Questions =
(A) Decide whether each statement agrees with the drug-pricing article: (i) the Committee's investigation was launched in January 2019; (ii) the investigation focused on twelve drug companies; (iii) the companies paid more than $2.2 billion to their top executives from 2016 to 2020. For each, answer yes or no and quote the words of the article that decide it.
(B) According to the drug-pricing article, by what median percentage have prices of the 12 examined drugs risen above their prices when the medications were first brought to market?
(C) From the drug-pricing article, reproduce word for word the part that opens with the words containing "Outrage of the" and closes with "Michael Carome, M.D.".

Outrage of the Month: Big Pharma’s “Unsustainable, Unjustified and Unfair” Business and Pricing Practices
Health Letter, February 2022
By Michael Carome, M.D.
If you’re not outraged,
you’re not paying attention!
Read what Public Citizen has to say about the biggest blunders and outrageous offenses in the world of public health, published monthly in Health Letter.
In December 2021, the U.S. House of Representatives’ Committee on Oversight and Reform issued a final report documenting its three-year investigation into the business and pricing practices of the pharmaceutical industry. The investigation, launched in January 2019, focused on ten drug companies marketing 12 brand-name products that are among the costliest to the Medicare program.
Unsurprisingly, the House report documented a wide range of egregious business and pricing practices that have resulted in ever-increasing price gouging of American consumers and the Medicare program by Big Pharma.
First, drug companies over several years have repeatedly raised prices on existing drugs to meet revenue targets. As a result, among the 12 drugs examined during the Committee’s investigation, prices have increased by a median of nearly 500% above the prices when the medications were first brought to market. In one case, the price has increased more 100,000% since it was initially launched. Internal documents obtained by the Committee demonstrated that net prices collected by drug manufacturers after accounting for rebates and other discounts increased annually for nearly all drugs examined in the investigation.
Second, all ten companies in the Committee’s investigation have implemented senior-executive compensation practices that directly link incentive payments to revenue and other financial targets, including drug-specific revenue targets in many cases. Thus, senior company executives reap huge financial rewards by jacking up their drug prices. Based on these incentives, the companies doled out more than $2.2 billion to their top executives from 2016 to 2020, including nearly $800 million to their chief executive officers. One former drug company CEO was paid more than $500,000 in bonuses in 2016 and 2017 solely because of price increases for a single cancer drug.

Provided material =
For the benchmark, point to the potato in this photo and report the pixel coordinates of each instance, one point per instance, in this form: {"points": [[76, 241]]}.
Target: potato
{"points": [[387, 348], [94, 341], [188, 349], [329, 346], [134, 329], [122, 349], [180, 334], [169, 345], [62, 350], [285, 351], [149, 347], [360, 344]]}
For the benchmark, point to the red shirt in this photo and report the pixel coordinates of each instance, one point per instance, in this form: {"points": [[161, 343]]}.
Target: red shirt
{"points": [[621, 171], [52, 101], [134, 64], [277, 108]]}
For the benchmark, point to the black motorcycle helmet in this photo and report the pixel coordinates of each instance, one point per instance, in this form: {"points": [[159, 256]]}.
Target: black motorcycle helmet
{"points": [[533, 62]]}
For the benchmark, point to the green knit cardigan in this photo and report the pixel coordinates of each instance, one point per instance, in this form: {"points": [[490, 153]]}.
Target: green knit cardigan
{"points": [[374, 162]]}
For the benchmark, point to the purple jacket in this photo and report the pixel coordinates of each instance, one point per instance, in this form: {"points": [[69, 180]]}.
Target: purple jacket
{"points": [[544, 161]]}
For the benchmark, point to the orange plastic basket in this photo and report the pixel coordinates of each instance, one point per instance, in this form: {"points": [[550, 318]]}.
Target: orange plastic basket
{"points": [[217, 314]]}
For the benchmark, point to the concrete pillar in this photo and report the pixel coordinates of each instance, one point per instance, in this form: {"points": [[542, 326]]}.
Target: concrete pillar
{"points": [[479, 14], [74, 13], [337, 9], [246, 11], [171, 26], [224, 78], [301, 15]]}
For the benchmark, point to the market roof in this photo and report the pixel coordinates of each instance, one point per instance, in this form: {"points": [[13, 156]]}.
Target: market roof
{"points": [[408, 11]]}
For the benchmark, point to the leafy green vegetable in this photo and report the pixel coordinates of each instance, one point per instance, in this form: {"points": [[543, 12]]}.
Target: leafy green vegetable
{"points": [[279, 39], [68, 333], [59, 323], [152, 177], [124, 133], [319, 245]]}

==

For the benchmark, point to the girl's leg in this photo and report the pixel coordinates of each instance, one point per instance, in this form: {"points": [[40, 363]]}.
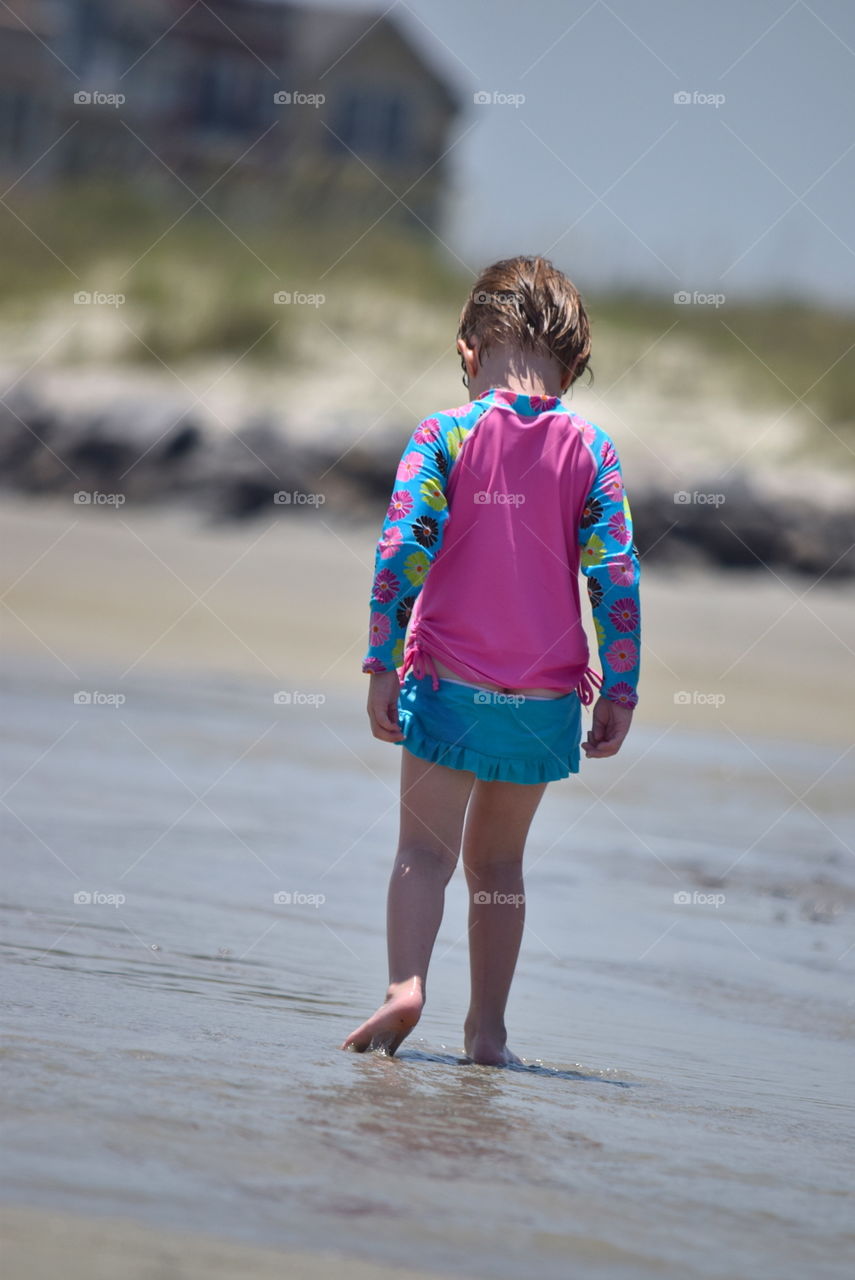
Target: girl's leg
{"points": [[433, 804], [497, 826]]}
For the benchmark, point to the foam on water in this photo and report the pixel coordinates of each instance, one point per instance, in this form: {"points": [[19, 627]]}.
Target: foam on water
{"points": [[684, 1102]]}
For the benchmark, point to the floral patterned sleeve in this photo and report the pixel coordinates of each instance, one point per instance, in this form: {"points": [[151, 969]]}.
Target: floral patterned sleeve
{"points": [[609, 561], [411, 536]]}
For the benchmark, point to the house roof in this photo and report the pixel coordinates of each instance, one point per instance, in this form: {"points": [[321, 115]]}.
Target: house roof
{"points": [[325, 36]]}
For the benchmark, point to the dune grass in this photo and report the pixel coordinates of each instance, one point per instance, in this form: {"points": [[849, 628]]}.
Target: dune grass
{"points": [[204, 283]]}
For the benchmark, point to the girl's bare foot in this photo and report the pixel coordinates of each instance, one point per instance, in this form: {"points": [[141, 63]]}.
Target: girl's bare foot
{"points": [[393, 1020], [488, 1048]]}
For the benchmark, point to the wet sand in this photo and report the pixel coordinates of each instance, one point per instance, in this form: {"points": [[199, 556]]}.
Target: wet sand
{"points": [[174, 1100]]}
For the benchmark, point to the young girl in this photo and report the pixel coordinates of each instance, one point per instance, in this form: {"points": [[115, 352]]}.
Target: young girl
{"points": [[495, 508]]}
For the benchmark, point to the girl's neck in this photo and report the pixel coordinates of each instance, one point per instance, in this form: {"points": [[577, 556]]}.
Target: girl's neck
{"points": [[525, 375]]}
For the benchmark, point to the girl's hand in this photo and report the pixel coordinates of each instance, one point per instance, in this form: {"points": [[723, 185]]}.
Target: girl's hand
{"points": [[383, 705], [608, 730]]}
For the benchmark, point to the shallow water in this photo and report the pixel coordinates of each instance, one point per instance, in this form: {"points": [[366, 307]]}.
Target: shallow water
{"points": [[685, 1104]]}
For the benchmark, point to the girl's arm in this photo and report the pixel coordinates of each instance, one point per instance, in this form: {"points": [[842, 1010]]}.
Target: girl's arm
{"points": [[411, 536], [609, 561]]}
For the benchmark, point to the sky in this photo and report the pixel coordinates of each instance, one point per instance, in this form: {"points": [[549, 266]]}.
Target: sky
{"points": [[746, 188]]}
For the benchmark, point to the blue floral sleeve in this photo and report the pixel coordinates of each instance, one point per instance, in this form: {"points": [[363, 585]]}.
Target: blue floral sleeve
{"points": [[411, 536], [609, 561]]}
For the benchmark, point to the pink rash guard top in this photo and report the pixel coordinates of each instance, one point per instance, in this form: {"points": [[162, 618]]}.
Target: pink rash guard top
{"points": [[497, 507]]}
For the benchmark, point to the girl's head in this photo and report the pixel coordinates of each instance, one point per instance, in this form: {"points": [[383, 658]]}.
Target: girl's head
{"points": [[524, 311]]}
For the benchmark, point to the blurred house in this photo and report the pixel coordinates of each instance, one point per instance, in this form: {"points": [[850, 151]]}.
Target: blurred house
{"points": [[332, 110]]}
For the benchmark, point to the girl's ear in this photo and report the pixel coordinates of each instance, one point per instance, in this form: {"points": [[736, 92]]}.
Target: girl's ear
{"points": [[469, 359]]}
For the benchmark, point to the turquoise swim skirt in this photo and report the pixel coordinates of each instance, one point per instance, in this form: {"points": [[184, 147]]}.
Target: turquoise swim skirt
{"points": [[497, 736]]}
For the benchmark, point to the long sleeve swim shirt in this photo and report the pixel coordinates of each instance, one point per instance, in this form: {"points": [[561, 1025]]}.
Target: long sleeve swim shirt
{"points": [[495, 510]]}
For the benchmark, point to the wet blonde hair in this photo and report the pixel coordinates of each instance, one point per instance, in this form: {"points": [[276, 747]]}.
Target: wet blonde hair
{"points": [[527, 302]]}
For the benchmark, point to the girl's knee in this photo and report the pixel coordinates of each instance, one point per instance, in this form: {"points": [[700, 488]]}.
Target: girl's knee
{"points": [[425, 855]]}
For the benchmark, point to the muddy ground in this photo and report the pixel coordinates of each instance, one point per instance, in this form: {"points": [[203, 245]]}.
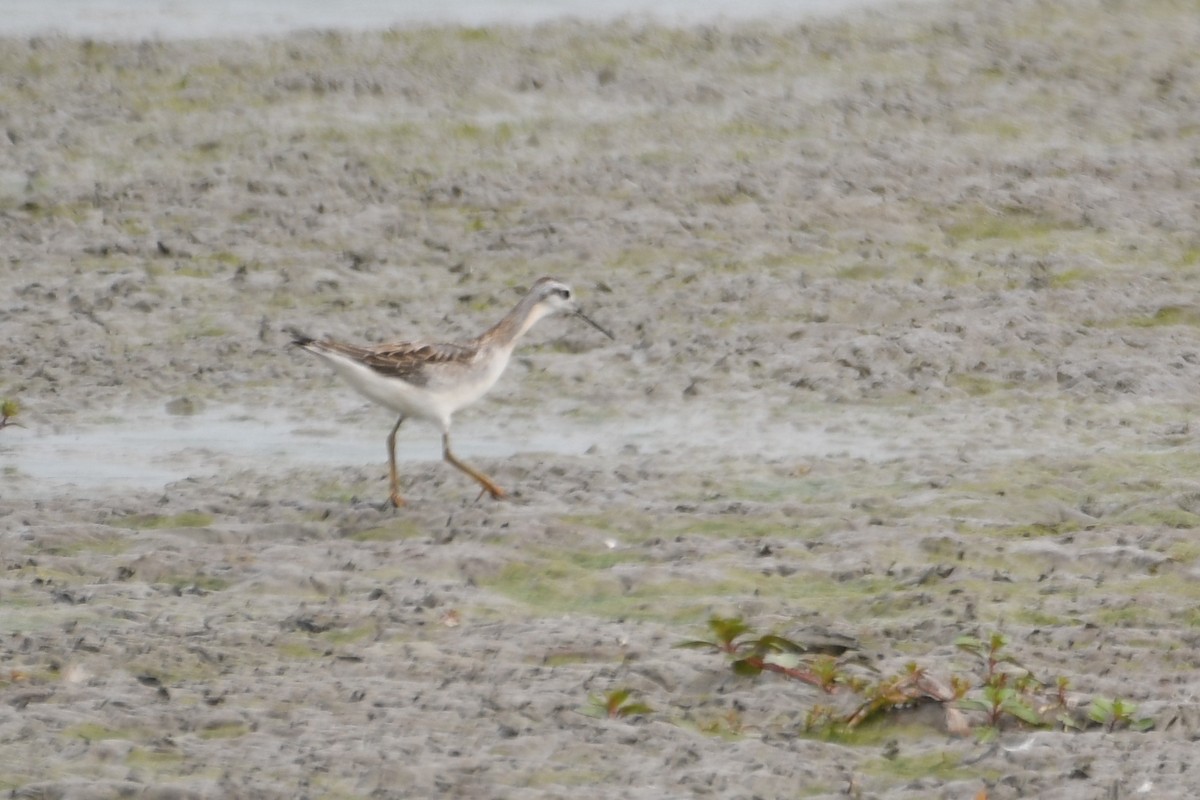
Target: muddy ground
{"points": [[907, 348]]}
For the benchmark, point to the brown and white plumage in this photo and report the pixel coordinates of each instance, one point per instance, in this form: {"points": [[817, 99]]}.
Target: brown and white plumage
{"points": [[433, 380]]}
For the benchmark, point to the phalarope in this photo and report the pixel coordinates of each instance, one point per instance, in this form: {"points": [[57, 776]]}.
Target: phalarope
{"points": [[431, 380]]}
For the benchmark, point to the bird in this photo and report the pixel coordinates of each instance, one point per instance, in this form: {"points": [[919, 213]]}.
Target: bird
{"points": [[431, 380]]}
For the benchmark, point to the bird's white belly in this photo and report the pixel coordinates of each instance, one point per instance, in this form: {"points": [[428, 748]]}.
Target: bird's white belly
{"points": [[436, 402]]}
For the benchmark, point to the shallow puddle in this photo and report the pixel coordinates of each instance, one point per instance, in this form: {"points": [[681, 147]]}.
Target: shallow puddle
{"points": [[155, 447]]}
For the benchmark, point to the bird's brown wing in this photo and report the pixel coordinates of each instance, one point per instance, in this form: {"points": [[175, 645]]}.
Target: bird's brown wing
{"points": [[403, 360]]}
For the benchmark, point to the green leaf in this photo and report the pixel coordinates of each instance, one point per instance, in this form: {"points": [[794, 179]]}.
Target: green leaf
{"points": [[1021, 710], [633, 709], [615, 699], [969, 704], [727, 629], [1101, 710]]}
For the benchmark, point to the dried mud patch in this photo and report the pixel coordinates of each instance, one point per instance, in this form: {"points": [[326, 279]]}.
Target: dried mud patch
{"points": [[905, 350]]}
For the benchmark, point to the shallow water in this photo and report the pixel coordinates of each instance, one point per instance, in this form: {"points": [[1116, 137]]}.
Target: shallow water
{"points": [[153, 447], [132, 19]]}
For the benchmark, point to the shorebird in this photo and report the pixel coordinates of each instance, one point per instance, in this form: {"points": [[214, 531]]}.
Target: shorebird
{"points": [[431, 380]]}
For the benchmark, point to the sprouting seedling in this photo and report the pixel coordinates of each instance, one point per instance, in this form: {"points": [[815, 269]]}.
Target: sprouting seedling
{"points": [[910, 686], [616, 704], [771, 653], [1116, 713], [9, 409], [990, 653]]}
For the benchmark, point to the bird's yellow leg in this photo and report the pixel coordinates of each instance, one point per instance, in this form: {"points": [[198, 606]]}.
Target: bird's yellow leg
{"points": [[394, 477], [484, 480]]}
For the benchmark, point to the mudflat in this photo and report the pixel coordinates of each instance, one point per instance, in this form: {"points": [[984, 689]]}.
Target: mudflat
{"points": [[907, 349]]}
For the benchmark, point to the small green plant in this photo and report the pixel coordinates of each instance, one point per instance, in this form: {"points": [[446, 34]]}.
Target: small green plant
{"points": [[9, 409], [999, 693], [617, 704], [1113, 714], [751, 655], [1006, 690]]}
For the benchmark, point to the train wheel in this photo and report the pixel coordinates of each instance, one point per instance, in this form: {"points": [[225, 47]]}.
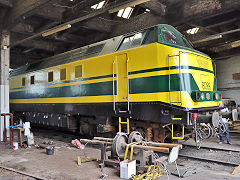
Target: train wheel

...

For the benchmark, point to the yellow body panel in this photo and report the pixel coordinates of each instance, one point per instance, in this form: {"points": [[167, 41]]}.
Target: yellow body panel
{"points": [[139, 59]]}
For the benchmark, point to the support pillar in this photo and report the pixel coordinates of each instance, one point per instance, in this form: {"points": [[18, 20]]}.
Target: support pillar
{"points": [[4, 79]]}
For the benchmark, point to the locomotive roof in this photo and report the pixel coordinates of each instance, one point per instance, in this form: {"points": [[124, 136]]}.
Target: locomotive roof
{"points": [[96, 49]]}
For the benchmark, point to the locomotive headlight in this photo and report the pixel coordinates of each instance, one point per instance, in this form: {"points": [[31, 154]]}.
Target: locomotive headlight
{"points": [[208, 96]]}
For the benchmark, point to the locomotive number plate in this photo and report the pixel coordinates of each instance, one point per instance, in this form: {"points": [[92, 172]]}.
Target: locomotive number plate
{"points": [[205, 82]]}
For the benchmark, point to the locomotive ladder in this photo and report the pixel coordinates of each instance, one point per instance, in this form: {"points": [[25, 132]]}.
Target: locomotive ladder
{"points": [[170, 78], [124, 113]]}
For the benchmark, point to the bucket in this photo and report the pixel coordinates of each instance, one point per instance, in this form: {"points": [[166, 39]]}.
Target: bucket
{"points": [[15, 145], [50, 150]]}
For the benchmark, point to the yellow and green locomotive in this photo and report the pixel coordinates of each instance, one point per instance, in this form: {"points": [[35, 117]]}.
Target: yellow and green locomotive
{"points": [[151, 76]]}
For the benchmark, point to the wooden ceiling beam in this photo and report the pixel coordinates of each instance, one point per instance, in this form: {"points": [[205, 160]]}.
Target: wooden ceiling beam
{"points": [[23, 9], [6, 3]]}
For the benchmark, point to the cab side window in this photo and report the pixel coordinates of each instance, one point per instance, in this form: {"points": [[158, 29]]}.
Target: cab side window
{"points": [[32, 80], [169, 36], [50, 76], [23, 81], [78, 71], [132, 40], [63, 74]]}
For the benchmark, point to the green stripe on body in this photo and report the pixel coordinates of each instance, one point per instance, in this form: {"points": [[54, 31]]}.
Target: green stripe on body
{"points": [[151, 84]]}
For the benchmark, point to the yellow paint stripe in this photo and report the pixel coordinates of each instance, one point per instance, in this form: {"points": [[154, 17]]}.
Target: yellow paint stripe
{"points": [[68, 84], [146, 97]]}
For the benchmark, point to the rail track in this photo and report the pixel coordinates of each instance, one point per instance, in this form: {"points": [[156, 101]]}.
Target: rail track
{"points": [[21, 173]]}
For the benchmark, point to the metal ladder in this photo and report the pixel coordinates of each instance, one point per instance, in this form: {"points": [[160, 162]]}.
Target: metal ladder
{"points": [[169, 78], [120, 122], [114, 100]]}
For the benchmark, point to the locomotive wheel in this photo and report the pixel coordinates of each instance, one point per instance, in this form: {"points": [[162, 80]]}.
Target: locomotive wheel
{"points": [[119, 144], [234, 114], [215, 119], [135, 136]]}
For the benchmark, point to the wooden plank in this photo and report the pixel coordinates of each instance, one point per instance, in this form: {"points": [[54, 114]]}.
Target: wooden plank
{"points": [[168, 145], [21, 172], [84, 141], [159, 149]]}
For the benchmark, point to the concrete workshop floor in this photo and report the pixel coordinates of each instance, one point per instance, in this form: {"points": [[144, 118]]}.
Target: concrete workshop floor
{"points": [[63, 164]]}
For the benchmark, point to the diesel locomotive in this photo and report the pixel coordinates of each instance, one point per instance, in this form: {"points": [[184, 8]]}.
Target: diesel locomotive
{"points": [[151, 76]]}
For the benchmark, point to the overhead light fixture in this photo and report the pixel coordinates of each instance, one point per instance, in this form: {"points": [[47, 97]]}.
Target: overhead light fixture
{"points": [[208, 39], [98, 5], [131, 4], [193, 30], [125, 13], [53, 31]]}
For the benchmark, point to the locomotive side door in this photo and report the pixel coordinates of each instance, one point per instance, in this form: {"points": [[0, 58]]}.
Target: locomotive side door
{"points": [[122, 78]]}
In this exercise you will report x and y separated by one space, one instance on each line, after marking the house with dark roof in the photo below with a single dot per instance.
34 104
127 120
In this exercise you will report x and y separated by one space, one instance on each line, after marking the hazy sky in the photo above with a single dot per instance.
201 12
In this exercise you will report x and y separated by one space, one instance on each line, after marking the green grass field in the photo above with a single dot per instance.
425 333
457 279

Answers for the tasks =
(A)
(i) Yes: "The investigation, launched in January 2019"
(ii) No: "focused on ten drug companies marketing 12 brand-name products"
(iii) Yes: "the companies doled out more than $2.2 billion to their top executives from 2016 to 2020"

(B) By nearly 500%.

(C)
Outrage of the Month: Big Pharma’s “Unsustainable, Unjustified and Unfair” Business and Pricing Practices
Health Letter, February 2022
By Michael Carome, M.D.